| Your objective |
Retype the records below, from the line with "Each instance of the stone planter" to the line with "[(44, 478), (48, 477), (858, 345)]", keeping every character the same.

| Extracted entries |
▬▬▬▬▬▬

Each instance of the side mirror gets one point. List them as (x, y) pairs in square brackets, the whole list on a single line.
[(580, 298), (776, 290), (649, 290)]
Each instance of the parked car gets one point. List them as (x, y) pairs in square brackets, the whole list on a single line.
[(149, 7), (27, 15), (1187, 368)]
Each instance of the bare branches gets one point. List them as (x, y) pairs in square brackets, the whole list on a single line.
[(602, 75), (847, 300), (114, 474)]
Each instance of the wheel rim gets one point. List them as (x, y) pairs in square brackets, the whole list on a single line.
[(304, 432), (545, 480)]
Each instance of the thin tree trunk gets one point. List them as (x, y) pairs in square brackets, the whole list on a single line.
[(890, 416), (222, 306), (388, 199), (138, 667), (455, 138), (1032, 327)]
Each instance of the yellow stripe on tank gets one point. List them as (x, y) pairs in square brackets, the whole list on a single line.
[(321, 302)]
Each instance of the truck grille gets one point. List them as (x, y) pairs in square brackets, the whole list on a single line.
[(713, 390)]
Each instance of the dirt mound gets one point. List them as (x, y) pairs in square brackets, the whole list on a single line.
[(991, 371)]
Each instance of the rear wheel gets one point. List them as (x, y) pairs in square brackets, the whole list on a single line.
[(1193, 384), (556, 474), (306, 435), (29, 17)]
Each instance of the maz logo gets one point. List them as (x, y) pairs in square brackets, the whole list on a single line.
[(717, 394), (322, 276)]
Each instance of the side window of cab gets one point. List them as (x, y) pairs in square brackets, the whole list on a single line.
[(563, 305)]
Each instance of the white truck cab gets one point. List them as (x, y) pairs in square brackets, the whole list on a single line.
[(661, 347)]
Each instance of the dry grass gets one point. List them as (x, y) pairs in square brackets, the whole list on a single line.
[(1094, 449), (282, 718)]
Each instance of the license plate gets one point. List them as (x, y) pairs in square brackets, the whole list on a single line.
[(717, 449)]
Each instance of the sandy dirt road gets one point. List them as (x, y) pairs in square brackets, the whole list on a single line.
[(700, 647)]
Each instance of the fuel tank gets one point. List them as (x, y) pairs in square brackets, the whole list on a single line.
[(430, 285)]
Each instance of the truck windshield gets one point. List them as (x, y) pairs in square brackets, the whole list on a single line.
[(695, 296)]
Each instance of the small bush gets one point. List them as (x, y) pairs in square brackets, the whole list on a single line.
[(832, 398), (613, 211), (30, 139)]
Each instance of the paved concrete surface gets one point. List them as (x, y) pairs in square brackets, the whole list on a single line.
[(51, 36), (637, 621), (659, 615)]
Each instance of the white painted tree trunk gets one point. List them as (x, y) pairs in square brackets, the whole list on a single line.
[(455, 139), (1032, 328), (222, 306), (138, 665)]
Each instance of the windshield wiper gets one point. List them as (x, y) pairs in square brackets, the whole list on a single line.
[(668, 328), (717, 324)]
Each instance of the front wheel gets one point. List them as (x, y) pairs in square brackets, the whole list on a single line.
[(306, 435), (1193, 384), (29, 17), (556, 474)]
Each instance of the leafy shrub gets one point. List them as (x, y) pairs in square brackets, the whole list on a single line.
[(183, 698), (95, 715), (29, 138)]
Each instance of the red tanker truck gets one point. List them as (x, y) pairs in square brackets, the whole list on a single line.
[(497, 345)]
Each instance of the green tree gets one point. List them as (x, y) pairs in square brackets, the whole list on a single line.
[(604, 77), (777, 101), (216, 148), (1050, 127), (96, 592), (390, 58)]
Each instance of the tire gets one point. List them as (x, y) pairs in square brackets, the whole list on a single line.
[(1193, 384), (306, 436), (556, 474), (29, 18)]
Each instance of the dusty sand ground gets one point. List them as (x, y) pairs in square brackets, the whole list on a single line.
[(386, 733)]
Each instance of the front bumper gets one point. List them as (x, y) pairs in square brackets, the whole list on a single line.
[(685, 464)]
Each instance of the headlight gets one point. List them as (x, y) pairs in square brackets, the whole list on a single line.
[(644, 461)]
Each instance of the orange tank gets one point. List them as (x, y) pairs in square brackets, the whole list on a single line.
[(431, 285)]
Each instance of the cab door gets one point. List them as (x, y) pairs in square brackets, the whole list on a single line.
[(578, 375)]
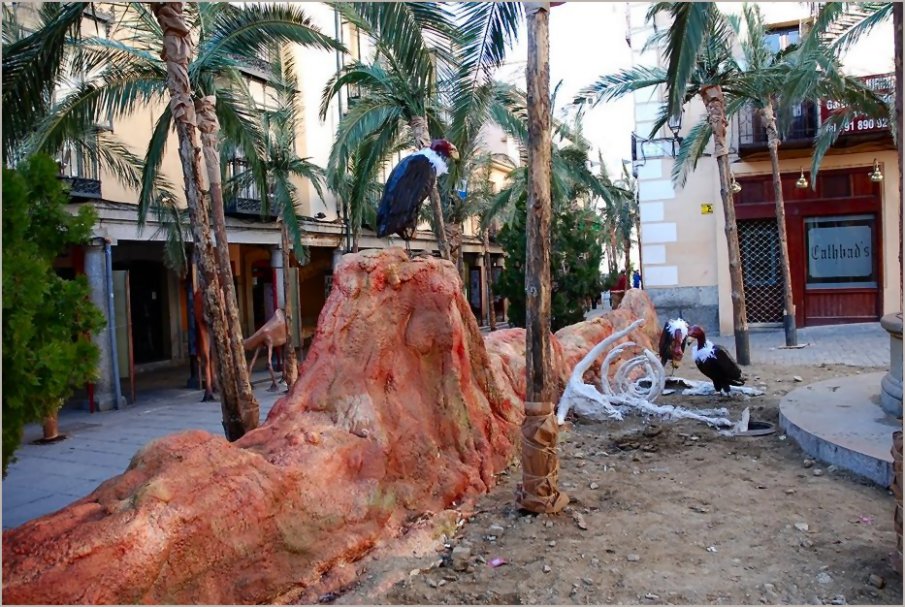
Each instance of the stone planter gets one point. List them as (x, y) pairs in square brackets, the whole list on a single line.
[(891, 384)]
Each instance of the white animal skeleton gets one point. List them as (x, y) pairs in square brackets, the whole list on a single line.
[(630, 392)]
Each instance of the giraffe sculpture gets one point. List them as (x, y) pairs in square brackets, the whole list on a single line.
[(205, 359), (272, 333)]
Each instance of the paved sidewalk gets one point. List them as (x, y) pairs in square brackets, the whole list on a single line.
[(44, 478), (48, 477), (858, 345)]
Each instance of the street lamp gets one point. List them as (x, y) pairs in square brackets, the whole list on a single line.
[(675, 125), (876, 175)]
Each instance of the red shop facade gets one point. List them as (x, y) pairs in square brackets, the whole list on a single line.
[(834, 234)]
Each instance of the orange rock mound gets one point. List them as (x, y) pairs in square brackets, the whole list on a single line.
[(399, 409)]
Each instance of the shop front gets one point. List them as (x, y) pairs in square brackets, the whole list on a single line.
[(834, 234)]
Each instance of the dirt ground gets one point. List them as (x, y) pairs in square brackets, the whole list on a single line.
[(663, 513)]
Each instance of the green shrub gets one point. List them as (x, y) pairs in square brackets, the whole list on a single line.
[(47, 320), (575, 258)]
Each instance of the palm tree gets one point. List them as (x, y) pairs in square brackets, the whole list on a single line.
[(858, 19), (399, 87), (281, 167), (34, 78), (129, 74), (700, 64)]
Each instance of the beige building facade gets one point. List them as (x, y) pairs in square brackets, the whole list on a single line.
[(843, 235), (150, 324)]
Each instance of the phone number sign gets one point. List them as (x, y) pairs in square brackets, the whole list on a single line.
[(882, 84)]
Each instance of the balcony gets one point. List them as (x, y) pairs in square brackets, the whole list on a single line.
[(80, 174), (809, 116), (752, 136), (247, 202)]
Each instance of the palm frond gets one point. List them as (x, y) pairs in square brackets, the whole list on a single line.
[(691, 150), (31, 68), (621, 83), (691, 26)]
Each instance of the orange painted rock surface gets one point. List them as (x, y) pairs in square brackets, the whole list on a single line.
[(399, 409)]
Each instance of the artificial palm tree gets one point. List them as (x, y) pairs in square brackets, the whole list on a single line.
[(399, 87), (131, 74), (700, 64), (39, 62), (281, 167), (856, 20)]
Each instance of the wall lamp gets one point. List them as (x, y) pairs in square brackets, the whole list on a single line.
[(876, 175)]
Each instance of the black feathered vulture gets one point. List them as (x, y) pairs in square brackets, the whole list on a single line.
[(715, 362), (672, 341), (409, 184)]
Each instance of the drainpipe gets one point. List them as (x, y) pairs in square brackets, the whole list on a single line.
[(111, 314), (338, 34)]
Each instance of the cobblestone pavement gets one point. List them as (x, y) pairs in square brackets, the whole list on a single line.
[(48, 477), (44, 478), (858, 345)]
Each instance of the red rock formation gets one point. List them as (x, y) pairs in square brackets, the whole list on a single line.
[(399, 409)]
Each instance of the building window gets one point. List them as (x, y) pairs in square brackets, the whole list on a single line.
[(778, 39), (840, 252)]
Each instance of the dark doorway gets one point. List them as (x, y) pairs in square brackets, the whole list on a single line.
[(262, 292), (148, 298)]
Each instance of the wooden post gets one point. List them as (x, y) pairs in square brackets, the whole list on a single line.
[(540, 463), (177, 51)]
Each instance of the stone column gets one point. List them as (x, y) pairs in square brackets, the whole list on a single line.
[(891, 384), (337, 256), (276, 263), (95, 271)]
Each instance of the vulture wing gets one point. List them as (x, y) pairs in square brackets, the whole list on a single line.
[(665, 344), (727, 367), (407, 187)]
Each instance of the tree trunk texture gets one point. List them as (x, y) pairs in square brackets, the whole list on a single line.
[(897, 29), (488, 280), (235, 368), (454, 240), (540, 463), (788, 318), (177, 49), (290, 360), (627, 251), (638, 232), (421, 135), (715, 104)]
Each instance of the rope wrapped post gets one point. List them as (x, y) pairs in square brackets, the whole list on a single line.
[(538, 492)]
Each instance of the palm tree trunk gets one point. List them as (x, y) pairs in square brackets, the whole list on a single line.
[(627, 251), (237, 394), (177, 49), (540, 462), (418, 124), (788, 318), (715, 104), (290, 360), (488, 280), (897, 31)]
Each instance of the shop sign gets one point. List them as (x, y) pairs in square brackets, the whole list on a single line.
[(883, 85)]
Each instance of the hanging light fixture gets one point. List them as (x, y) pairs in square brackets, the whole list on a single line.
[(876, 175)]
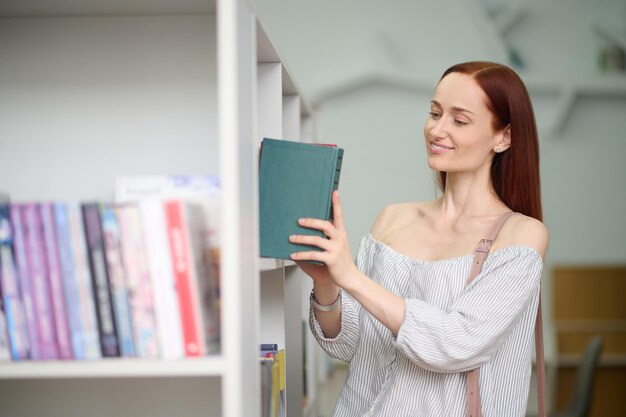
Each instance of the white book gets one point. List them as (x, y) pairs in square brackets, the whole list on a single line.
[(166, 306), (89, 321), (203, 189), (138, 280)]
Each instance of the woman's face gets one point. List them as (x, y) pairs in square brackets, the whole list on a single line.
[(459, 131)]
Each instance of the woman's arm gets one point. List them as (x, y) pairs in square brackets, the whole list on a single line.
[(339, 271)]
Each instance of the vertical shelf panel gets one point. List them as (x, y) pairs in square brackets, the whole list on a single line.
[(240, 262)]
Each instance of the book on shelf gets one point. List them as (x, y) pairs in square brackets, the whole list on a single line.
[(70, 278), (201, 189), (194, 278), (167, 309), (107, 329), (13, 308), (273, 381), (117, 280), (296, 180), (55, 279), (34, 284), (138, 280)]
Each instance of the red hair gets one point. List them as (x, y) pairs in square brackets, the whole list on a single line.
[(515, 172)]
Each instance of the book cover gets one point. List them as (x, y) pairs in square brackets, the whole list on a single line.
[(166, 307), (296, 180), (25, 284), (37, 271), (204, 190), (193, 277), (69, 278), (55, 280), (109, 343), (87, 304), (13, 308), (117, 280), (138, 280)]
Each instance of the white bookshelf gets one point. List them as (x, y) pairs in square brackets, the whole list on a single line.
[(96, 89)]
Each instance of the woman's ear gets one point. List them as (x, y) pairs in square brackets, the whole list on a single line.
[(504, 141)]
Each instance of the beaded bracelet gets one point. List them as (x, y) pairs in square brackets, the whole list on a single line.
[(330, 307)]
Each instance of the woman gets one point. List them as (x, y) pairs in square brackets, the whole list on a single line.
[(404, 316)]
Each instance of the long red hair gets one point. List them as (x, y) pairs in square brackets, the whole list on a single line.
[(515, 172)]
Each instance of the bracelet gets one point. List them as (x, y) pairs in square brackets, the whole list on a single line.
[(330, 307)]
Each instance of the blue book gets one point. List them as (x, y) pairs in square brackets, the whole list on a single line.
[(69, 278), (117, 280), (11, 301), (295, 180)]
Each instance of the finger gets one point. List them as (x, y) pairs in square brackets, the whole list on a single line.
[(322, 225), (308, 256), (318, 241), (337, 210)]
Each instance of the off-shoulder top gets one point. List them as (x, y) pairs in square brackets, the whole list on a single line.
[(449, 327)]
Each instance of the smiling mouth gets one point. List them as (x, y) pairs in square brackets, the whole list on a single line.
[(436, 147)]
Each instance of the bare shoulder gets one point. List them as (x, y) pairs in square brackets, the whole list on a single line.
[(396, 215), (526, 231)]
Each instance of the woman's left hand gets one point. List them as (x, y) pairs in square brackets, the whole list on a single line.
[(335, 253)]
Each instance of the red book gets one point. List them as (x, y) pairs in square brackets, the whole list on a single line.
[(193, 278)]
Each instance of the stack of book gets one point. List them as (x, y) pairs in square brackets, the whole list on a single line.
[(137, 277), (273, 394)]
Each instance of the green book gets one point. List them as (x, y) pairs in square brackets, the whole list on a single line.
[(296, 180)]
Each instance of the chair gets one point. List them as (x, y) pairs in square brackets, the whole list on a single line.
[(580, 403)]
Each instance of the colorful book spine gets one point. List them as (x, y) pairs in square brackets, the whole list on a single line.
[(109, 343), (117, 278), (138, 281), (25, 286), (5, 349), (195, 283), (38, 270), (87, 306), (55, 280), (71, 290), (13, 306), (166, 307)]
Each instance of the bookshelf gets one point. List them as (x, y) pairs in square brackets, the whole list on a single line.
[(96, 89)]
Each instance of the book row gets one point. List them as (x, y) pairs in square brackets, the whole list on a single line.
[(86, 280)]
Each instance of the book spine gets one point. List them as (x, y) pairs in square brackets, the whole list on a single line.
[(13, 306), (109, 344), (87, 304), (181, 263), (25, 287), (69, 278), (336, 176), (56, 281), (38, 269), (204, 279), (138, 281), (5, 349), (117, 278), (167, 309)]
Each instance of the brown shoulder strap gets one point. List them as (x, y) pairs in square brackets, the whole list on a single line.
[(473, 387), (483, 247)]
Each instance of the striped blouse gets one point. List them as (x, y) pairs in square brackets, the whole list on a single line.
[(449, 327)]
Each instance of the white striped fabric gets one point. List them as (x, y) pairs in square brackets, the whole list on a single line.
[(449, 328)]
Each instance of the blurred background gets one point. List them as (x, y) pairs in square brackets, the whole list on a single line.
[(369, 69)]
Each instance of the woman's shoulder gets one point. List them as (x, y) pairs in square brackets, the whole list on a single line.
[(525, 231), (397, 215)]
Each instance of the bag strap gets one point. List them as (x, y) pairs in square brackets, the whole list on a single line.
[(473, 387)]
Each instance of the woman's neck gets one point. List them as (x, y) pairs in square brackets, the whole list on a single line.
[(469, 195)]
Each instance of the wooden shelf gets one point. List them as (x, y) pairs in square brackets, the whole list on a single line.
[(113, 368)]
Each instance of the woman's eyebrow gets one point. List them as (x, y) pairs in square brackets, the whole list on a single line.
[(456, 109)]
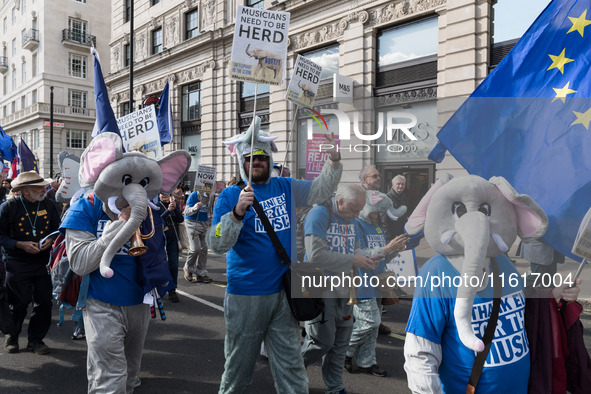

▬▬▬▬▬▬

| Response to the task |
Each instance of the stone planter gets one point. List them as (x, y) pairs in square brackets, the whole list on a single line.
[(891, 384)]
Each instance of the white animal skeleton gets one point. List them as (x, y) pairs in square brackets, the whole list on a single line.
[(630, 392)]
Each instance of the giraffe sculpture gets one point. List them as (x, y) pairs in square brackets, the whole list on a single line.
[(205, 359), (272, 333)]
Each instance of the paved sidewalk gets one point. List them as (x, y) pairs in square brackets, the whole list on a single line.
[(44, 478), (48, 477), (858, 345)]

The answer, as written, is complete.